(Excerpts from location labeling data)
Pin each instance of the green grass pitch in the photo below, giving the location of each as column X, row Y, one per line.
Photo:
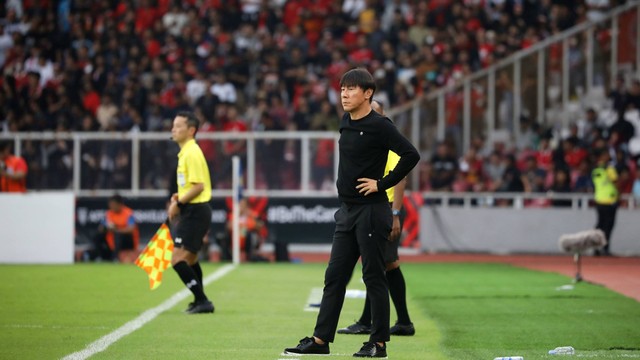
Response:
column 461, row 311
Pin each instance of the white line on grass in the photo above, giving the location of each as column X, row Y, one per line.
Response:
column 104, row 342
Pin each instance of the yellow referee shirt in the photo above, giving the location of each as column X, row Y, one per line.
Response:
column 392, row 161
column 192, row 168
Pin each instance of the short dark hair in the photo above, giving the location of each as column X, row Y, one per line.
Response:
column 117, row 198
column 361, row 78
column 5, row 145
column 192, row 120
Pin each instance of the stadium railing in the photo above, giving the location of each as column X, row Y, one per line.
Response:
column 551, row 83
column 142, row 165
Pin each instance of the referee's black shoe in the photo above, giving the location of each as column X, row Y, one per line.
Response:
column 372, row 349
column 402, row 329
column 308, row 346
column 355, row 329
column 200, row 307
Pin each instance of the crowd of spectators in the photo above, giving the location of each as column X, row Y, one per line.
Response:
column 241, row 65
column 548, row 162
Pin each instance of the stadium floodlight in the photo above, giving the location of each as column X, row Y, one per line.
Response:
column 580, row 242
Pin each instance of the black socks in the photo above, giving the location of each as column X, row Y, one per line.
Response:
column 198, row 271
column 398, row 292
column 190, row 279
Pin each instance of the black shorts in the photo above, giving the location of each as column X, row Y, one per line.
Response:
column 391, row 251
column 194, row 223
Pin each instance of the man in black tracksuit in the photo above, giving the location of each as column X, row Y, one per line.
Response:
column 364, row 220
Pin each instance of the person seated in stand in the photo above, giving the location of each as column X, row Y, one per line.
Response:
column 252, row 234
column 118, row 229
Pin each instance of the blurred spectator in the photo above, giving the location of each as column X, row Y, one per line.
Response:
column 444, row 166
column 533, row 176
column 252, row 229
column 118, row 231
column 606, row 196
column 512, row 179
column 561, row 184
column 636, row 187
column 13, row 170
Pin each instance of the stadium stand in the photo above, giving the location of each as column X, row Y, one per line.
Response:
column 274, row 65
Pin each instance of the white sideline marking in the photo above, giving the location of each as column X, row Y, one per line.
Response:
column 37, row 326
column 104, row 342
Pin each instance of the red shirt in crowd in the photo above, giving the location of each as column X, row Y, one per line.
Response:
column 13, row 165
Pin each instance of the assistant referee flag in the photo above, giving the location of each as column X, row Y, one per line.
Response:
column 156, row 257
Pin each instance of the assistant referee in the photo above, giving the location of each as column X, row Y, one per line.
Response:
column 190, row 206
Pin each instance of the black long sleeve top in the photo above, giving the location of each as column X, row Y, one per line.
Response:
column 364, row 146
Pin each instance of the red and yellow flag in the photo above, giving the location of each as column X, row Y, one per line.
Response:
column 156, row 257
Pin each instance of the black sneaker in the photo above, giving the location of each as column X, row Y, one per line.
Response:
column 190, row 306
column 402, row 330
column 308, row 346
column 355, row 329
column 372, row 349
column 201, row 307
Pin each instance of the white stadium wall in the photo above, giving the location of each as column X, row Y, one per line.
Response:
column 37, row 228
column 508, row 230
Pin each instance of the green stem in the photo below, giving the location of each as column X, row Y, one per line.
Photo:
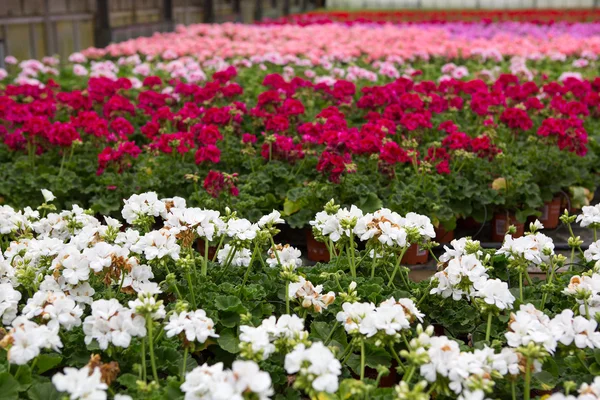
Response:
column 205, row 260
column 144, row 374
column 275, row 250
column 587, row 309
column 396, row 357
column 184, row 364
column 328, row 339
column 362, row 361
column 248, row 269
column 191, row 288
column 424, row 294
column 397, row 266
column 521, row 286
column 488, row 330
column 407, row 377
column 287, row 297
column 434, row 257
column 527, row 394
column 150, row 327
column 374, row 263
column 19, row 371
column 218, row 248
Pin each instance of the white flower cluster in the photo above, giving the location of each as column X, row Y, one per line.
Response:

**Task to carry out**
Lay out the records above as a numbered list, one line per item, omitting blank lines and the pictures.

**Answer to this task**
1. Pin each instance of the green grass pitch in the photo below, giving the location of each as column X, row Y, one per line.
2. Photo:
3. Response:
4. column 461, row 311
5. Pin each instance of the white line on grass in the photo above, giving the location of each as column X, row Y, one per line.
6. Response:
7. column 104, row 342
8. Pin each instance of the yellow referee shirt in the photo above, giving the location of each as column X, row Y, one per line.
9. Response:
10. column 392, row 161
11. column 192, row 168
12. Pin each instance of the short dark hair in the photo above, giving the location of each as column X, row Y, one per line.
13. Response:
14. column 117, row 198
15. column 361, row 78
16. column 5, row 145
17. column 192, row 120
18. Pin each instance of the stadium railing in the photo above, giving the location of each as column X, row Y, one per line.
19. Response:
20. column 551, row 83
21. column 142, row 165
22. Pin each instance of the referee's black shoe in the photo above, giving the location of each as column X, row Y, one per line.
23. Response:
24. column 372, row 349
25. column 402, row 329
26. column 308, row 346
27. column 355, row 329
28. column 200, row 307
29. Pin each instance of the crowd of spectators in the photo above, giving the location of each as column X, row Y, one per line.
30. Response:
31. column 241, row 65
32. column 548, row 162
33. Pin each instance of the stadium floodlight in the photo above, giving the location of each as column X, row Y, one per line.
34. Response:
35. column 580, row 242
36. Pin each instance of the black socks in the photo above, giving the location of each as column X, row Y, one per line.
37. Response:
38. column 198, row 271
39. column 398, row 292
40. column 190, row 279
41. Pin each instance of the black shorts in the photo above, giving the location of each as column X, row Y, one per line.
42. Response:
43. column 391, row 251
44. column 194, row 223
45. Pin each instance of the man in black tracksuit in the photo above, giving the location of each as column X, row Y, one per line.
46. Response:
47. column 364, row 220
48. Pin each instance of the person seated in stand in the photo above, giving the location of each as column X, row Y, one per line.
49. Response:
50. column 252, row 234
51. column 118, row 229
52. Pin each instance of the blurred spectator in the photo above, giving the location of each as column X, row Y, one per line.
53. Response:
54. column 444, row 166
55. column 533, row 176
56. column 252, row 229
57. column 118, row 231
58. column 606, row 196
59. column 512, row 179
60. column 561, row 184
61. column 636, row 187
62. column 13, row 170
63. Pin each instance of the stadium stand in the photo above, giving the location of each as column X, row Y, one per line.
64. Response:
65. column 274, row 65
66. Pin each instance of the white sideline marking in the photo above, giving the location of each as column X, row Y, one per line.
67. Response:
68. column 37, row 326
69. column 104, row 342
70. Pin each instance of the red shirt in crowd in the photo above, giving the location of each as column X, row Y, one per line.
71. Response:
72. column 13, row 165
73. Pin each instance of the assistant referee flag in the photo above, giving the location of each as column X, row Y, one per line.
74. Response:
75. column 156, row 257
76. Pin each instance of the assistant referee in the photo above, giving the location of each as column X, row Y, one per line.
77. Response:
78. column 190, row 206
79. Pin each instance of the black long sleeve top in the photo above, giving the location of each as column X, row Y, one per line.
80. Response:
81. column 364, row 146
82. Pin each instance of the red and yellow flag in the photo above, giving the location of each as column X, row Y, one per line.
83. Response:
84. column 156, row 257
85. Pin each instance of the black sneaker in the photo above, giving the location of each as column X, row Y, one per line.
86. Response:
87. column 190, row 306
88. column 402, row 330
89. column 308, row 346
90. column 355, row 329
91. column 372, row 349
92. column 201, row 307
93. Pin each instance of the white stadium wall in the photo above, giving the location of each as column X, row Y, one per line.
94. Response:
95. column 37, row 228
96. column 508, row 230
97. Pin each instance of the green stem in the photo below, giving the location of each as column X, row Y, one per line.
98. Photo:
99. Response:
100. column 205, row 260
101. column 144, row 374
102. column 275, row 250
103. column 587, row 309
104. column 396, row 357
105. column 184, row 364
106. column 328, row 339
107. column 362, row 361
108. column 248, row 269
109. column 191, row 288
110. column 424, row 294
111. column 397, row 266
112. column 521, row 286
113. column 488, row 330
114. column 407, row 377
115. column 287, row 297
116. column 434, row 257
117. column 527, row 394
118. column 150, row 327
119. column 374, row 263
120. column 19, row 371
121. column 218, row 248
122. Pin each instance of the white flower cluster in the photo above, giving the location of each as column X, row Y, one per line.
123. Response:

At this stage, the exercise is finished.